**DOCUMENT PASSAGE:**
»»
Vietnam appears keen to forgive the French and US blunders of resisting nationalist instincts by giving arms to flawed dictatorships. Instead, it sees Beijing is already dominant in the other former French colonies of Laos and Cambodia and that the Philippine president, Rodrigo Duterte, has been far less strident in opposing Chinese maritime advances than his predecessors. For strategically isolated Vietnam, the French and American wars seem distant indeed.
France is now one of Vietnam’s most important allies, with bilateral trade worth US$7.6 billion and close military ties.
Quizzed about his decision to visit the site of a crushing French defeat, Philippe said: “What I find surprising is the fact so few people have done this before me.”
Then-president Francois Mitterrand also visited Dien Bien Phu in 1993.
Philippe, who inspected France’s former underground command bunker and lit incense at a memorial, said: “For those who lived through those moments, I know the emotion is very intense and once again the message that I want to convey, is a message of admiration, of respect and of pride.”
««
Extend the passage on Vietnam's relations with France by a few sentences, picking up after its final quotation and keeping its news-report style.

**DATA ENTRIES:**
»»
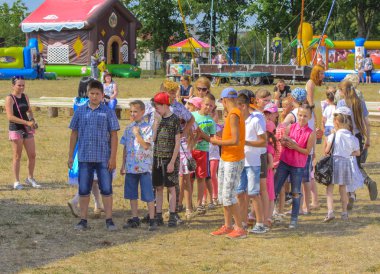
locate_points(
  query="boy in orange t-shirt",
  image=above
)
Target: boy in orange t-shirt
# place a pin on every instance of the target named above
(231, 165)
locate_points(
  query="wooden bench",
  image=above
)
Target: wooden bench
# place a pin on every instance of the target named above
(54, 104)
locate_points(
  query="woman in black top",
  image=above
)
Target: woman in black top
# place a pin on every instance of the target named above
(21, 130)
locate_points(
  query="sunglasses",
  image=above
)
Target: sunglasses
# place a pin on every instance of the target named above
(202, 89)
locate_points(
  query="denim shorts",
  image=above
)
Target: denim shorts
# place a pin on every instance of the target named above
(328, 130)
(249, 181)
(86, 177)
(131, 186)
(264, 165)
(228, 179)
(307, 170)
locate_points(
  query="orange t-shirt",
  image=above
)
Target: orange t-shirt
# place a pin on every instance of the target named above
(233, 153)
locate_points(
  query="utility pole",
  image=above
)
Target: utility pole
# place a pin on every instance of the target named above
(210, 41)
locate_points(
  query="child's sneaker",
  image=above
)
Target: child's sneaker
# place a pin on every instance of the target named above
««
**WRITTEN RESPONSE:**
Hanoi’s reconciliation with Paris and Washington might provide some hope that bridges can be built with Beijing. But the irresistible rise of the People’s Republic, its proximity to Vietnam and the overlapping territorial claims with Vietnam in the South China Sea, make reconciliation far more complex. It must be hoped that Vietnam’s bloody post-1945 history will convince the Communist authorities in both countries to avoid warfare.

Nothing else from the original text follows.